_Written instruction A_. Update the collection entries below by changing every "disc" to "circle" and keeping everything else the same. Leave the pictures out of your answer.

_Source text_.

17. Most often one hears this from uneducated preachers who simply fail to notice the problem it creates for verses 5 and 6. I have found only one scholar who has tried to make an argument for the idea that in this passage Paul is requiring only long hair for the women. William J. Martin in a Festschrift published in 1970 presented an argument concerning the force of the Greek aorist in verse 6 in order to arrive at such an interpretation. He proposes the following as a translation of the verse: “For if a woman is not covered (has not long hair) then let her remain cropped (for the time being; κειράσθω, aorist imperative with cessative force, referring to a particular situation), but since it is a shame for a woman to be cropped or shorn let her become ‘covered’ — (i.e. let her hair grow again; κατακαλυπτέσθω, present imperative for a non-terminative, inchoative action)” (p. 239). This interpretation afterwards found a place in the margin of the NIV New Testament of 1973. The NIV margin reads as follows from verse 4: “Every man who prays or prophesies with long hair dishonours his head. And every woman who prays or prophesies with no covering of hair on her head dishonors her head - she is just like one of the ‘shorn women.’ If a woman has no covering, let her be for now with short hair, but since it is disgraceful for a woman to have her hair shorn or shaved, she should grow it again. A man ought not to have long hair ...”   Doubtless this marginal note appears in the NIV because Martin was on the NIV committee of translators, and his colleagues were willing to humor him. But the interpretation was never taken seriously by other scholars, and the note was removed by the committee that did a revision of the NIV New Testament in 2002 (the TNIV).

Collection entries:
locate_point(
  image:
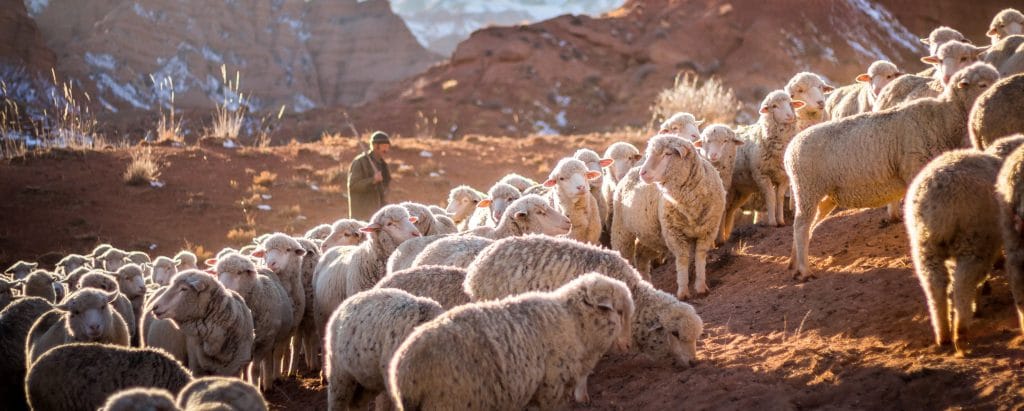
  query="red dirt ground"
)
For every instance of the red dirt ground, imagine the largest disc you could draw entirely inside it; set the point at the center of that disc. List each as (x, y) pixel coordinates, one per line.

_Written instruction B_. According to the source text, in what year was the marginal note removed from the NIV New Testament?

_Reply A_.
locate_point(
  image:
  query="red dirt ground"
)
For every instance of the red dirt ground, imagine the largest circle you could draw entirely inside it; set the point at the center of that circle. List each as (x, y) pixel coordinates, one per line.

_Reply B_. 2002